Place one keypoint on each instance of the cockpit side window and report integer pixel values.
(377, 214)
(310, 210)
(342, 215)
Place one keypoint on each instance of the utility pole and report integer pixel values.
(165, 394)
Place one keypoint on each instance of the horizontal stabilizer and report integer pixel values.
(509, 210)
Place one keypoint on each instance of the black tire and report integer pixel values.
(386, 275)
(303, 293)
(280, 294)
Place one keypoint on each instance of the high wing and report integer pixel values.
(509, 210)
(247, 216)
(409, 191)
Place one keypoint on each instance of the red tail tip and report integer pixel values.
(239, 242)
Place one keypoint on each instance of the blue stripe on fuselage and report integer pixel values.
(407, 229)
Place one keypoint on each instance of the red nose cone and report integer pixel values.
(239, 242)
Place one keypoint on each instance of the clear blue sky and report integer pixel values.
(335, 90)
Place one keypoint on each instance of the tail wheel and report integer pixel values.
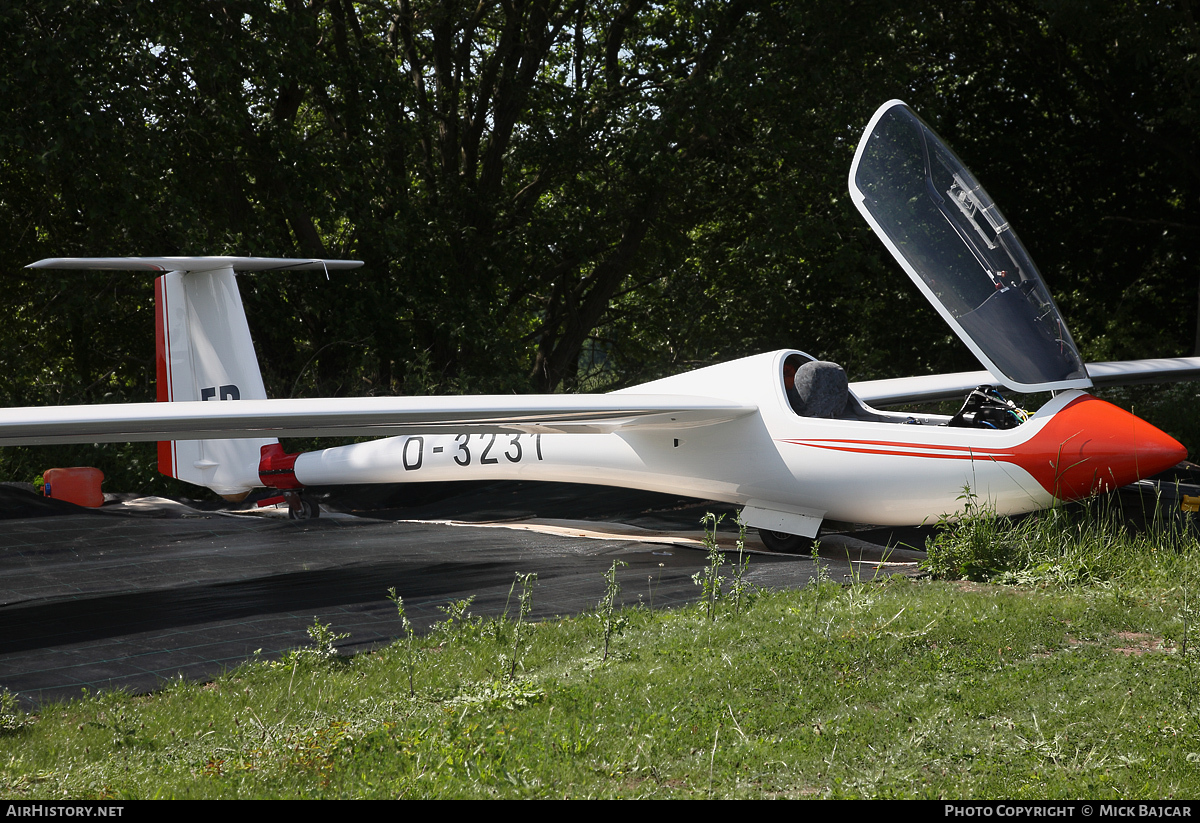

> **DO THIS**
Reproduce the rows above word for word, from the line containing "Place one keypoint on each instance of the red tail" through the last line of the rows, including both ends. Leave out the pictures.

> **WRITTEN SOLUTION**
Place one keypoint on each instance of the red tail tip and report integer pixel values.
(239, 242)
Place one keypoint on each instance of the blue stripe on fuselage and report integer pixel values.
(407, 229)
Place one keypoint on each instance of the red nose cone and report integer pixel values.
(239, 242)
Place one keypoint on each instance of the clear blue sky and report integer pixel values.
(335, 90)
Place one keypoint on each instance of the tail wheel and report integer pixel values.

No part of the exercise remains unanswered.